Begin Passage given

Why Amélie Is So Beloved

I have two theories as to why the film has been loved since day one.

Firstly, it’s because the film depicts a young girl conducting kind acts for others out of a desire to make lives better and put some good out in the world. How many people, especially young people, would take time out of their hectic lives to help others the way Amélie does? How many take the time to notice the simple pleasures in life, like cracking crème brûlée with a spoon?

Amelie looking at the camera with a small smile while holding a spoon upwards and straight

When it comes down to it, I think Amélie is a symbol of humanity at its best. She is a reminder that there are still caring and sympathetic people out in the world with good intentions. No matter where you are in the world, everyone has their days of despair when they think they’re only dealing with the worst of humanity. Amélie is a light, a symbol of hope and faith. She is a reminder that not all people are bad, hence giving audiences a good omen to believe in.

End Passage given
Begin Information shown

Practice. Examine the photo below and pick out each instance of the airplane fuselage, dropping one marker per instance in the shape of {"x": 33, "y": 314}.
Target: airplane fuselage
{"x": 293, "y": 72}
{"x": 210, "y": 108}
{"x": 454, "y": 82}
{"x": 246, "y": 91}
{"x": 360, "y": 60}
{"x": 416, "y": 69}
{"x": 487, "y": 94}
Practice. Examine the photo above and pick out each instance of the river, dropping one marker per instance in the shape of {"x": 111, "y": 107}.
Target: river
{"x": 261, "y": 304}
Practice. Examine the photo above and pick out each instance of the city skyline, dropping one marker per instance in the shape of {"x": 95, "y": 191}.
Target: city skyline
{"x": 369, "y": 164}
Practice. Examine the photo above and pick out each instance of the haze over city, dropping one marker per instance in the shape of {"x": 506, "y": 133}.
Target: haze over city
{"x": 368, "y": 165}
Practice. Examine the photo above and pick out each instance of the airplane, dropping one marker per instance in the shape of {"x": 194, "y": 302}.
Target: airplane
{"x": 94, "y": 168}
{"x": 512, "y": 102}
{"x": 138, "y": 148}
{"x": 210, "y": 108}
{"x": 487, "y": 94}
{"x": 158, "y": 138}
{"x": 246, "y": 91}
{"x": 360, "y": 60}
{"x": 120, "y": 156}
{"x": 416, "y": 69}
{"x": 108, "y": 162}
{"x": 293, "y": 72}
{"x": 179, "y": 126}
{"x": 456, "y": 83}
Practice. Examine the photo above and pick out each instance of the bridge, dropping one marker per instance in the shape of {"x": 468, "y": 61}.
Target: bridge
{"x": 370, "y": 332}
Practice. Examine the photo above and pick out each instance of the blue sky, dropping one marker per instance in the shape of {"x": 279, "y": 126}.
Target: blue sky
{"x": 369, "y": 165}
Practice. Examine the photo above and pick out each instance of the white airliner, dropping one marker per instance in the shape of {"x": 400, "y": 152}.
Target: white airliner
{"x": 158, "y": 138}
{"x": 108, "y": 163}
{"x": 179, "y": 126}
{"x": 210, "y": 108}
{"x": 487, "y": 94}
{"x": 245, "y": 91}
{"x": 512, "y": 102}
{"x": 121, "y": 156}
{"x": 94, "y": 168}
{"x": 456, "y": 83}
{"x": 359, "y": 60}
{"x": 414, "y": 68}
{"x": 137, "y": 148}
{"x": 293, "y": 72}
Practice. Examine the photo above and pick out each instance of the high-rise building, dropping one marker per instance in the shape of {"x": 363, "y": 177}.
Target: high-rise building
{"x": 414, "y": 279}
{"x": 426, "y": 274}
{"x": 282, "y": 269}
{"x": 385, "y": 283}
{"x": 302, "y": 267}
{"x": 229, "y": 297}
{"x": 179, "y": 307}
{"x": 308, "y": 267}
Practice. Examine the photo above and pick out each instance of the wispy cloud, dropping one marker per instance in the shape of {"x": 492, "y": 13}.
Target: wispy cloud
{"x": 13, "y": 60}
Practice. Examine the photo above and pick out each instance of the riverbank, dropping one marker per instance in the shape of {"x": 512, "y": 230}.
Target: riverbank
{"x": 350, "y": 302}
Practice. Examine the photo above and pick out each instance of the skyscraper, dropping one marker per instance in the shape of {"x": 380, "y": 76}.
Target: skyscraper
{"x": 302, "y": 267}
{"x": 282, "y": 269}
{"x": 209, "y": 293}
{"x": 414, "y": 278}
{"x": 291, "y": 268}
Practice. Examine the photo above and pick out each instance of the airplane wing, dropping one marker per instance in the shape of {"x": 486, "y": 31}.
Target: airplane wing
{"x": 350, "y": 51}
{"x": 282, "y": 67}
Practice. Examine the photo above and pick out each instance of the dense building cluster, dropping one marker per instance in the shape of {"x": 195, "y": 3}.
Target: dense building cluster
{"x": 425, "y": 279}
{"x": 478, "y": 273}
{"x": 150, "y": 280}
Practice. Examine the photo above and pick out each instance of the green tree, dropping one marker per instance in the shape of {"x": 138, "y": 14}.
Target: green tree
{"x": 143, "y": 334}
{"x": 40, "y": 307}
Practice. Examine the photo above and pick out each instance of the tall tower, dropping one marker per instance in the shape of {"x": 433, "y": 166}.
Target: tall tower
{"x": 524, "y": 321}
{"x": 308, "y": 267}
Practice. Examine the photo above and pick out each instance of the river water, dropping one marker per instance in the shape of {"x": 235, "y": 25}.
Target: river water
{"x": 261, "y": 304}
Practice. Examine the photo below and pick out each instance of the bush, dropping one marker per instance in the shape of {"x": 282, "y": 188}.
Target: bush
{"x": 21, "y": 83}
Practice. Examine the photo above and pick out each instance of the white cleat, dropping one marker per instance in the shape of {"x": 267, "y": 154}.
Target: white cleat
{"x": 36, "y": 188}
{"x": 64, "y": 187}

End Information shown

Transcribe the passage above on why Amélie is so beloved, in full and word for word.

▶ _Correct answer_:
Why Amélie Is So Beloved

I have two theories as to why the film has been loved since day one.

Firstly, it’s because the film depicts a young girl conducting kind acts for others out of a desire to make lives better and put some good out in the world. How many people, especially young people, would take time out of their hectic lives to help others the way Amélie does? How many take the time to notice the simple pleasures in life, like cracking crème brûlée with a spoon?

Amelie looking at the camera with a small smile while holding a spoon upwards and straight

When it comes down to it, I think Amélie is a symbol of humanity at its best. She is a reminder that there are still caring and sympathetic people out in the world with good intentions. No matter where you are in the world, everyone has their days of despair when they think they’re only dealing with the worst of humanity. Amélie is a light, a symbol of hope and faith. She is a reminder that not all people are bad, hence giving audiences a good omen to believe in.